_DATA SECTION_
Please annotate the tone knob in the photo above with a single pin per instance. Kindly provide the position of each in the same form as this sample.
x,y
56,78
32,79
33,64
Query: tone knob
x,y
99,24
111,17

_THE REQUEST_
Write out the full listing above again, requests included, shifting every coordinate in the answers up by 44. Leave the numbers inside the requests unchanged.

_RESULT OF THIS EXERCISE_
Please annotate the tone knob in the photo above with a single pin per instance. Kindly provide the position of each in the same form as this sample.
x,y
56,78
32,79
33,64
Query: tone knob
x,y
143,68
155,61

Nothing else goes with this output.